== Data provided ==
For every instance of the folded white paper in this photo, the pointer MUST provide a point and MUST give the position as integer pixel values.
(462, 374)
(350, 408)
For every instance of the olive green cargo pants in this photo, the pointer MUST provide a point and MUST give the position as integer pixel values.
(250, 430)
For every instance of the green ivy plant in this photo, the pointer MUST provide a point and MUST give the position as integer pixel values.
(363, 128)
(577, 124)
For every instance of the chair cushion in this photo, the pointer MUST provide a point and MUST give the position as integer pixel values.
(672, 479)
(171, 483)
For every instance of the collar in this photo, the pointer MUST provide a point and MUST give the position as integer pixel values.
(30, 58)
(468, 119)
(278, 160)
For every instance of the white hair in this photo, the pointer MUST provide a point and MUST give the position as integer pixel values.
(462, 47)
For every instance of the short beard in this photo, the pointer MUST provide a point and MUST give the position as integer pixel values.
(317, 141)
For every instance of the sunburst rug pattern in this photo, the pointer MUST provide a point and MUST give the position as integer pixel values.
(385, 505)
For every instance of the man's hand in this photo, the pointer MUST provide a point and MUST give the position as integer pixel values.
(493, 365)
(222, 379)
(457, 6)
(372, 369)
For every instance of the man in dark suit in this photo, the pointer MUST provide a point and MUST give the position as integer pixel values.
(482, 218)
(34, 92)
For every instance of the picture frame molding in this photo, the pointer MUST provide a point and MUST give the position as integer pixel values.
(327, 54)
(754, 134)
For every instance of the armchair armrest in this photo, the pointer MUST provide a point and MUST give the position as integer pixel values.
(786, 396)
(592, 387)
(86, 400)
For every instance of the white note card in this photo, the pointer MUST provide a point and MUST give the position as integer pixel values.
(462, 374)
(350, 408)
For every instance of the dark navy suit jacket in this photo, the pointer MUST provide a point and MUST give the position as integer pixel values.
===
Retype every entry above, word for word.

For every instance of the folded white paper in this photo, the pointer MUST provide a point and MUST give the position as integer pixel values.
(462, 374)
(350, 408)
For every instance of the olive green cargo pants in this photo, the pointer MUST provide a point and MUST give the position as integer pixel values.
(250, 430)
For every instance of the green ivy plant in this photo, the pointer MUST provide a point and MUST give the position as integer pixel values.
(363, 128)
(577, 124)
For every instance of the chair cushion in this photo, the pointer MUST provide a point and MUST give the position as integer pixel values.
(672, 479)
(171, 483)
For every instance of the collar in this photo, the pointer MUST provide a point and MUST give the position as integer pixel values.
(30, 58)
(468, 119)
(278, 160)
For every instance of the white hair in this photo, the pointer MUST provide a point and MUST give the position as integer pixel values.
(462, 47)
For every instance of the short beard in this photo, the pointer MUST provide a point and MUST give the position as integer pixel values.
(317, 141)
For every instance of the sunburst rug pattern in this photo, the pointer MUST provide a point and MUST give the position as integer pixel values.
(385, 505)
For every instance of the man's hand in this photo, the pointer MUST provide a point and MUST give the position as integer pixel values.
(493, 365)
(222, 379)
(457, 6)
(372, 369)
For every instance of the man in dark suit in this photo, the pointer MUST provide a point and MUST give the position as integer pixel values.
(482, 218)
(34, 92)
For every instance of the picture frame molding in this photo, the pointer MUST provide a point and MUST give the position as integer pixel values.
(327, 54)
(754, 134)
For every instance of the armchair armrest in this photo, the pointer MUST provide a point and MUST give the position as integer pixel values.
(786, 396)
(592, 387)
(86, 400)
For every instance of the white note card in this photo, the pointer MUST provide a point and MUST give the position as integer pixel values.
(462, 374)
(350, 408)
For every instance of the dark navy suit jacket in this photo, the pointer MUST provide a point and MUST give the position as integer pixel values.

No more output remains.